Stored items:
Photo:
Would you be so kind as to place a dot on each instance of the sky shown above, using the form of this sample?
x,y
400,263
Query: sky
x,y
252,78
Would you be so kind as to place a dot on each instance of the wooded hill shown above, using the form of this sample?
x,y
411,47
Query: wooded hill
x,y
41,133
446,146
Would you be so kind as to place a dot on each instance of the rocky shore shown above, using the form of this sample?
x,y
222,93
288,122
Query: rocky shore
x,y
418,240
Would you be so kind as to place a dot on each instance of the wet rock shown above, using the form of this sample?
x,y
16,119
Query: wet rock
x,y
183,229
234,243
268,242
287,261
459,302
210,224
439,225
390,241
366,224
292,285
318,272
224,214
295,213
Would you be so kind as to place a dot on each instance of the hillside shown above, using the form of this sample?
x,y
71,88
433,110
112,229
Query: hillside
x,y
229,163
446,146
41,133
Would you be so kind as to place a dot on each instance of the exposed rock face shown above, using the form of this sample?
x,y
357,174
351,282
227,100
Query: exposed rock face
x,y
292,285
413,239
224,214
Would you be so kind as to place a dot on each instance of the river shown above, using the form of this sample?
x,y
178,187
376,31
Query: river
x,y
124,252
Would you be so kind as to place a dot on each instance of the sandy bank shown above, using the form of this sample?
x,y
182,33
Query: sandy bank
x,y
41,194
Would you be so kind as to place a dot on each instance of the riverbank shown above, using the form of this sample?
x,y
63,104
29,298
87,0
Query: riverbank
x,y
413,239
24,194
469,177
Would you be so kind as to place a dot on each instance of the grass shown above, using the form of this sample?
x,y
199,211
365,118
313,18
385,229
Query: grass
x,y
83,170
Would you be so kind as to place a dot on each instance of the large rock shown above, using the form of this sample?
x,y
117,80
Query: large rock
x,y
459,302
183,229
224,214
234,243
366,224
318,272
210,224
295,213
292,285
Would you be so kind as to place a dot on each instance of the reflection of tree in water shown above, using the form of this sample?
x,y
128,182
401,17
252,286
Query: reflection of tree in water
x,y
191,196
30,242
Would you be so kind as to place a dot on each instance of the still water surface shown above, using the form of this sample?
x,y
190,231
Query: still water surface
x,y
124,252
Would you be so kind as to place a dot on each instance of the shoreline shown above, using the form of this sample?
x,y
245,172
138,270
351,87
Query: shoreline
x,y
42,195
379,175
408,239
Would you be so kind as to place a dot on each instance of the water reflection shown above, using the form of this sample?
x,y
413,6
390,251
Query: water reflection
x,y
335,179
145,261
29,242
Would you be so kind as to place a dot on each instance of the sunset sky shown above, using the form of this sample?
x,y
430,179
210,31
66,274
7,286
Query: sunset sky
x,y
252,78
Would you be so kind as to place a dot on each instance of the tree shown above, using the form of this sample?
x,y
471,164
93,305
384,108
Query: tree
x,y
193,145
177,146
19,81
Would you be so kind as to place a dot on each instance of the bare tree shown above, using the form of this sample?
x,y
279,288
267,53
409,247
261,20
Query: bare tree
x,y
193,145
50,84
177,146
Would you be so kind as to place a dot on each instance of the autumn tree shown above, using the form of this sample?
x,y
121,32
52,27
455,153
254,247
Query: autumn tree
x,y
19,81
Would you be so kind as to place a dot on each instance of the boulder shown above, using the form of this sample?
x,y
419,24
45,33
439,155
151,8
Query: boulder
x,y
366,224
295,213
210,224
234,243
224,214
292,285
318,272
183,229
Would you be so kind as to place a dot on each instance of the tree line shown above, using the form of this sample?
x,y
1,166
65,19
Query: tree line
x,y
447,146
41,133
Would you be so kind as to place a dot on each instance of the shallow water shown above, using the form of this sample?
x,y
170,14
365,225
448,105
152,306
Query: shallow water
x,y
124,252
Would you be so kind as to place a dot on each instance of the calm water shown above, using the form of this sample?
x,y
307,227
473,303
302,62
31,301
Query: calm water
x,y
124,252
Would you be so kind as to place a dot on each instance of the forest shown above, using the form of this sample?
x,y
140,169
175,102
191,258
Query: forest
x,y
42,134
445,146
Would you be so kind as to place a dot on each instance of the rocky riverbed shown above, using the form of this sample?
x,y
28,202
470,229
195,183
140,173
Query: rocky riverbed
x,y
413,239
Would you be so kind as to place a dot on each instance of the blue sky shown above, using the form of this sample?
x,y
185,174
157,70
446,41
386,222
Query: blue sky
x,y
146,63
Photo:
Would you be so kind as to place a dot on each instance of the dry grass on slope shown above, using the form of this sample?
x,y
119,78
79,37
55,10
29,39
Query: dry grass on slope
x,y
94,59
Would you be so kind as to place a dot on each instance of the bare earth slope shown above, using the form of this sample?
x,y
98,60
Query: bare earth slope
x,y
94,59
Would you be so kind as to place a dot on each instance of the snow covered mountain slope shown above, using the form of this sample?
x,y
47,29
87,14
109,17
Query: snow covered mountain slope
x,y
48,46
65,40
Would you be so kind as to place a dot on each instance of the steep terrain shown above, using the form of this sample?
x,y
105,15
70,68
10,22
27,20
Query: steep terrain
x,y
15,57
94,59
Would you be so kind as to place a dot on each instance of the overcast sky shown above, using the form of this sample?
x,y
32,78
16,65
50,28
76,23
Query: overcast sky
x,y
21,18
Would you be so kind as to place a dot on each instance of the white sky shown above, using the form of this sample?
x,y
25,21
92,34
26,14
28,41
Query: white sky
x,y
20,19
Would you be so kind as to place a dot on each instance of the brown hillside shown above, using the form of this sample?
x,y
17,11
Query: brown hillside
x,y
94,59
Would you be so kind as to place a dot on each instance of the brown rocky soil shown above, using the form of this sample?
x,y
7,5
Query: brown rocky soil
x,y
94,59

Prompt: Reproduce every line of the data above word for word, keeping the original order.

Exercise output:
Photo:
Would you be so kind as to place a dot on each instance of the sky shown above, using the form of this sample?
x,y
400,263
Query: sky
x,y
252,78
Would you be so kind as to place a dot on each instance of the wooded hill shown above, using the form of this sample?
x,y
411,47
Query: wooded hill
x,y
41,133
446,146
Would you be so kind as to place a dot on each instance of the rocky shore shown above, using the form of this sample?
x,y
222,93
288,122
Query: rocky shore
x,y
418,240
Would you be so kind as to place a dot on each instance of the wet rock shown above, using the form of this sample?
x,y
16,119
Query: wet rock
x,y
183,229
234,243
268,242
287,261
459,302
210,224
439,225
390,241
366,224
292,285
318,272
224,214
295,213
Would you be so kind as to place a dot on each instance of the hillside shown above, using the form of this sample?
x,y
71,88
433,110
112,229
Query: hillside
x,y
229,163
446,146
41,133
Would you be so kind as to place a dot on each instance of the exposed rock face shown above, using the form of this sample?
x,y
357,174
351,282
227,100
Query: exposed rock face
x,y
292,285
413,239
224,214
Would you be so kind as to place a dot on each instance of the river shown above, using the form of this sample?
x,y
178,187
376,31
Query: river
x,y
124,252
Would you be so kind as to place a dot on each instance of the sandy bank shown above, using the form of this sample?
x,y
182,33
Query: sandy bank
x,y
41,194
Would you be so kind as to place a dot on each instance of the riverbank shown above, using the form of this sample?
x,y
63,104
29,298
87,0
Query: riverbank
x,y
413,239
24,194
469,177
Would you be so kind as to place a dot on each instance of the grass shown above, using the form of this sample?
x,y
199,211
365,118
313,18
385,229
Query: grass
x,y
83,170
Would you be so kind as to place a dot on each instance of the large rock shown above, using the form of this sample?
x,y
117,80
Query: large rock
x,y
459,302
183,229
224,214
234,243
366,224
318,272
210,224
295,213
292,285
Would you be so kind as to place a dot on each instance of the reflection of tree in water shown above, using the form of this sample?
x,y
128,182
401,17
252,286
Query: reflection of tree in water
x,y
191,196
30,242
Would you be so kind as to place a dot on each instance of the still water surface shown above, using the form of this sample?
x,y
190,231
Query: still water surface
x,y
124,252
Would you be so kind as to place a dot on each instance of the shoreline shown above, using the form of this sample?
x,y
245,172
138,270
351,87
Query: shoreline
x,y
42,195
379,175
408,239
Would you be so kind as to place a dot on each instance of the water reflection shown above, using the form of this sample?
x,y
413,6
390,251
Query: water reflection
x,y
335,179
145,261
29,242
Would you be so kind as to place a dot on each instance of the sunset sky shown above, using the form of this sample?
x,y
430,179
210,31
66,274
7,286
Query: sunset sky
x,y
252,78
Would you be so kind as to place a dot on each instance of the tree shown above, using the form of this sample?
x,y
471,164
93,305
384,108
Query: tree
x,y
193,145
177,146
19,81
Would you be so kind as to place a dot on each instance of the bare tree shown above, using the form of this sample?
x,y
279,288
267,53
409,247
261,20
Query: bare tree
x,y
193,145
50,84
177,146
Would you be so kind as to place a dot on each instance of the autumn tree shown above, using the form of this sample?
x,y
121,32
52,27
455,153
254,247
Query: autumn tree
x,y
19,81
Would you be so kind as to place a dot on each instance of the boulder shown above, using the form of this sample?
x,y
419,24
45,33
439,155
151,8
Query: boulder
x,y
366,224
295,213
210,224
234,243
224,214
292,285
318,272
183,229
Would you be so kind as to place a dot on each instance of the tree line shown above, using the form of this sample?
x,y
1,166
65,19
Query: tree line
x,y
447,146
41,133
Would you be so kind as to place a dot on each instance of the shallow water shown above, using the form of this sample?
x,y
170,14
365,225
448,105
152,306
Query: shallow water
x,y
124,252
Would you be so kind as to place a dot on each instance of the calm water shown above, using the form of this sample?
x,y
307,227
473,303
302,62
31,301
Query: calm water
x,y
124,252
Would you be so kind as to place a dot on each instance of the forest shown above, using the form of this sample?
x,y
140,169
175,102
191,258
Query: forest
x,y
42,134
445,146
Would you be so kind as to place a dot on each instance of the rocky riverbed shown above, using the form of this sample?
x,y
28,202
470,229
195,183
140,173
Query: rocky riverbed
x,y
413,239
Would you be so kind as to place a dot on each instance of the blue sky shown above, using the form of this sample?
x,y
185,174
157,70
446,41
386,222
Query: blue sky
x,y
146,63
Photo:
Would you be so kind as to place a dot on each instance of the dry grass on slope shown above, using the form of this sample?
x,y
119,78
79,37
55,10
29,39
Query: dry grass on slope
x,y
94,59
Would you be so kind as to place a dot on each instance of the bare earth slope shown above, using the form of this sample?
x,y
98,60
Query: bare earth slope
x,y
94,59
Would you be so kind as to place a dot on each instance of the snow covered mountain slope shown above, using the form of this sample?
x,y
47,29
87,14
109,17
Query: snow covered mountain slope
x,y
48,46
65,40
Would you be so kind as to place a dot on each instance of the steep terrain shown above, using the form of this sample?
x,y
105,15
70,68
10,22
27,20
Query: steep terrain
x,y
15,57
94,59
Would you be so kind as to place a dot on each instance of the overcast sky shown above, using the form of this sample?
x,y
32,78
16,65
50,28
76,23
Query: overcast sky
x,y
21,18
Would you be so kind as to place a dot on each instance of the white sky shown above, using the form of this sample?
x,y
25,21
92,34
26,14
28,41
Query: white sky
x,y
20,19
Would you be so kind as to place a dot on each instance of the brown hillside shown above, using the form of this sample?
x,y
17,11
Query: brown hillside
x,y
94,59
Would you be so kind as to place a dot on each instance of the brown rocky soil shown above, using the form of this sample?
x,y
7,5
Query: brown rocky soil
x,y
94,59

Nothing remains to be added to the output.